--- Start of Extracted data ---

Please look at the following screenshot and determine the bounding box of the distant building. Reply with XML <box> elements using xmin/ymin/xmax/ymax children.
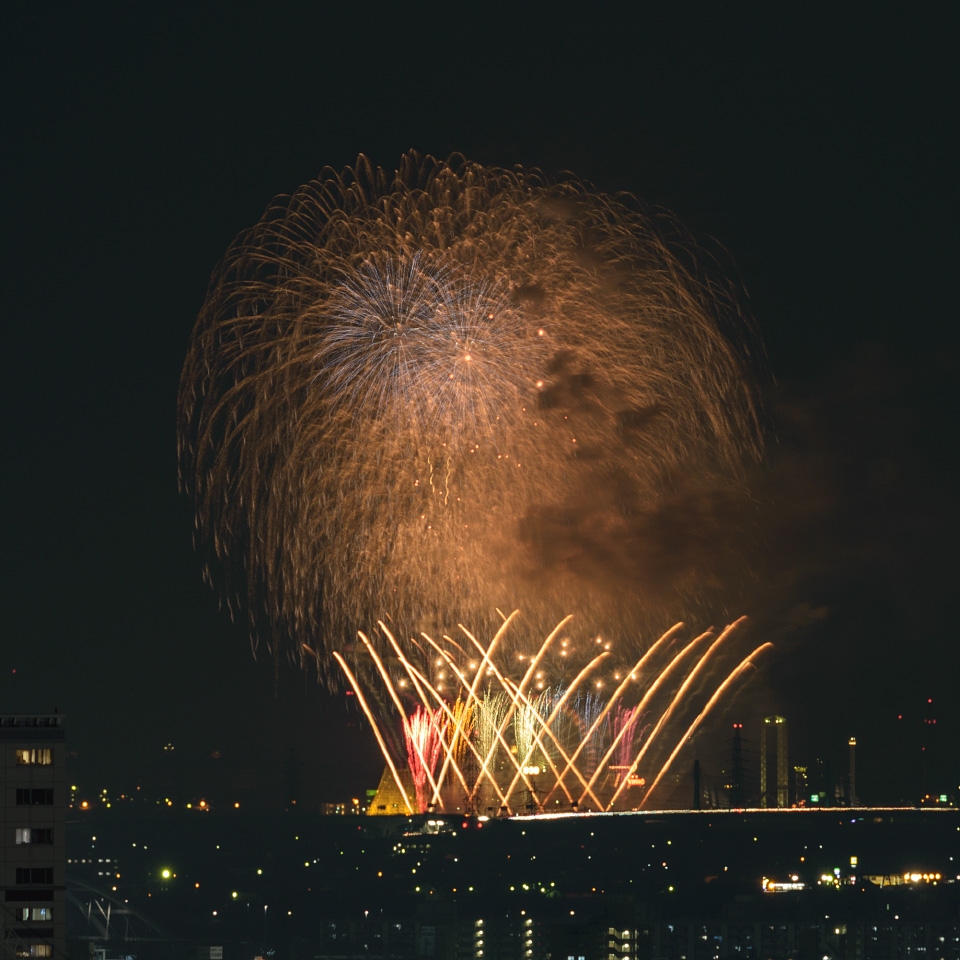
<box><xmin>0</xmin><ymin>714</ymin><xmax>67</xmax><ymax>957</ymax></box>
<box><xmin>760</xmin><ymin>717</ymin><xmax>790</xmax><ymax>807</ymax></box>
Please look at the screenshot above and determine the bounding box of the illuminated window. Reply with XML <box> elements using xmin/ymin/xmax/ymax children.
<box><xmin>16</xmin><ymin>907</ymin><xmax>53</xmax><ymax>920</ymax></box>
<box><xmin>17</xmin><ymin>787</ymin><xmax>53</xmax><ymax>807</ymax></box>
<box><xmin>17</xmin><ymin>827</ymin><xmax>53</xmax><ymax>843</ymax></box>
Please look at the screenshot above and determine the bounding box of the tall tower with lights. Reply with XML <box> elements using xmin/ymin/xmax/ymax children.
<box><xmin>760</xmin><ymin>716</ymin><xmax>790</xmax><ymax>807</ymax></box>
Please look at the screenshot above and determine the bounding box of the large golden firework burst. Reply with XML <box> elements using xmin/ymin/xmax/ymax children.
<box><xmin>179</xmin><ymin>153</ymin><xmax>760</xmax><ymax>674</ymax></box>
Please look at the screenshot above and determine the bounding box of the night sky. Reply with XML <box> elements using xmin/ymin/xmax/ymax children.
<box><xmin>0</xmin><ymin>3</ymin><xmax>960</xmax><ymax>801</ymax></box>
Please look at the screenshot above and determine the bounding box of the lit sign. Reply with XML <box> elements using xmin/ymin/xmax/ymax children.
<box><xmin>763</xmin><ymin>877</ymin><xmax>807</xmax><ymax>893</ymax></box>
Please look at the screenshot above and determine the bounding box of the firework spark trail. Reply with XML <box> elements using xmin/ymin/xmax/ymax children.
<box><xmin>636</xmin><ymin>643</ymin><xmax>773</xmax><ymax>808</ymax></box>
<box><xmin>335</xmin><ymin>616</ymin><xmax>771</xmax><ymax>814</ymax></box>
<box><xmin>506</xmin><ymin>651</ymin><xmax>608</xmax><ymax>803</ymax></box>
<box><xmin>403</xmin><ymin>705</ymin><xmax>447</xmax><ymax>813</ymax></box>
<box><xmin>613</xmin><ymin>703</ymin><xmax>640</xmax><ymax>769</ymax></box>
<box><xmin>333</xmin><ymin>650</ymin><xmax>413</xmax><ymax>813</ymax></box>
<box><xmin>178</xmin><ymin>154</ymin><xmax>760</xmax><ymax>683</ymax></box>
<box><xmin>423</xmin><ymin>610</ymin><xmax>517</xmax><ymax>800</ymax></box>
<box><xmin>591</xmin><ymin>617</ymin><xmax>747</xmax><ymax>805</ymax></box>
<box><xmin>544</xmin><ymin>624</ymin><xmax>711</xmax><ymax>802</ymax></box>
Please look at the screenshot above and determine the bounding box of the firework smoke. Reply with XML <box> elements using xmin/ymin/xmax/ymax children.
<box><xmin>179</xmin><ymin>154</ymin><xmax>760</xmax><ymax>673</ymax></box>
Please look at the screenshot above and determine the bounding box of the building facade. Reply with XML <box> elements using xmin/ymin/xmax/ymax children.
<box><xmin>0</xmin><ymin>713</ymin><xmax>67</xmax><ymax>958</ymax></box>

--- End of Extracted data ---

Problem statement:
Print every item above verbatim, omitting the pictures.

Written answer:
Please look at the following screenshot and determine the bounding box of the distant building. Reply with XML <box> elements using xmin/ymin/xmax/ymax children.
<box><xmin>0</xmin><ymin>714</ymin><xmax>67</xmax><ymax>957</ymax></box>
<box><xmin>760</xmin><ymin>717</ymin><xmax>790</xmax><ymax>807</ymax></box>
Please look at the screenshot above and determine the bounding box of the illuminated window. Reply with XML <box> elements using xmin/ymin/xmax/ymax children.
<box><xmin>16</xmin><ymin>907</ymin><xmax>53</xmax><ymax>920</ymax></box>
<box><xmin>17</xmin><ymin>787</ymin><xmax>53</xmax><ymax>807</ymax></box>
<box><xmin>17</xmin><ymin>827</ymin><xmax>53</xmax><ymax>843</ymax></box>
Please look at the screenshot above and determine the bounding box of the tall tower with lights. Reply with XML <box> elements using xmin/ymin/xmax/ymax children.
<box><xmin>760</xmin><ymin>716</ymin><xmax>790</xmax><ymax>807</ymax></box>
Please look at the screenshot above and determine the bounding box of the large golden firework burst. Reply with XML <box> elements using xmin/ymin/xmax/ymax children.
<box><xmin>179</xmin><ymin>153</ymin><xmax>760</xmax><ymax>674</ymax></box>
Please look at the screenshot above and determine the bounding box of the night sky. Reply with XML <box> elements using xmin/ymin/xmax/ymax children.
<box><xmin>0</xmin><ymin>3</ymin><xmax>960</xmax><ymax>801</ymax></box>
Please look at the screenshot above and determine the bounding box of the lit sign. Reply with XML <box> elements using xmin/ymin/xmax/ymax children.
<box><xmin>763</xmin><ymin>877</ymin><xmax>807</xmax><ymax>893</ymax></box>
Please look at the screenshot above and determine the bounding box of the firework spark trail. Reply with XML <box> elements using xmin/ymin/xmax/ymax children.
<box><xmin>636</xmin><ymin>643</ymin><xmax>773</xmax><ymax>808</ymax></box>
<box><xmin>335</xmin><ymin>616</ymin><xmax>771</xmax><ymax>814</ymax></box>
<box><xmin>506</xmin><ymin>651</ymin><xmax>608</xmax><ymax>803</ymax></box>
<box><xmin>403</xmin><ymin>705</ymin><xmax>447</xmax><ymax>813</ymax></box>
<box><xmin>613</xmin><ymin>703</ymin><xmax>640</xmax><ymax>769</ymax></box>
<box><xmin>333</xmin><ymin>650</ymin><xmax>413</xmax><ymax>813</ymax></box>
<box><xmin>178</xmin><ymin>154</ymin><xmax>760</xmax><ymax>683</ymax></box>
<box><xmin>423</xmin><ymin>610</ymin><xmax>517</xmax><ymax>800</ymax></box>
<box><xmin>591</xmin><ymin>617</ymin><xmax>747</xmax><ymax>805</ymax></box>
<box><xmin>544</xmin><ymin>624</ymin><xmax>711</xmax><ymax>802</ymax></box>
Please look at the screenshot above and determine the bounding box of the firework smoke. Reply with XML <box> elements using xmin/ymin/xmax/ymax children.
<box><xmin>179</xmin><ymin>154</ymin><xmax>760</xmax><ymax>673</ymax></box>
Please look at the screenshot above and determine the bounding box of the building facade. Reply with XML <box> elements using xmin/ymin/xmax/ymax children.
<box><xmin>0</xmin><ymin>713</ymin><xmax>67</xmax><ymax>958</ymax></box>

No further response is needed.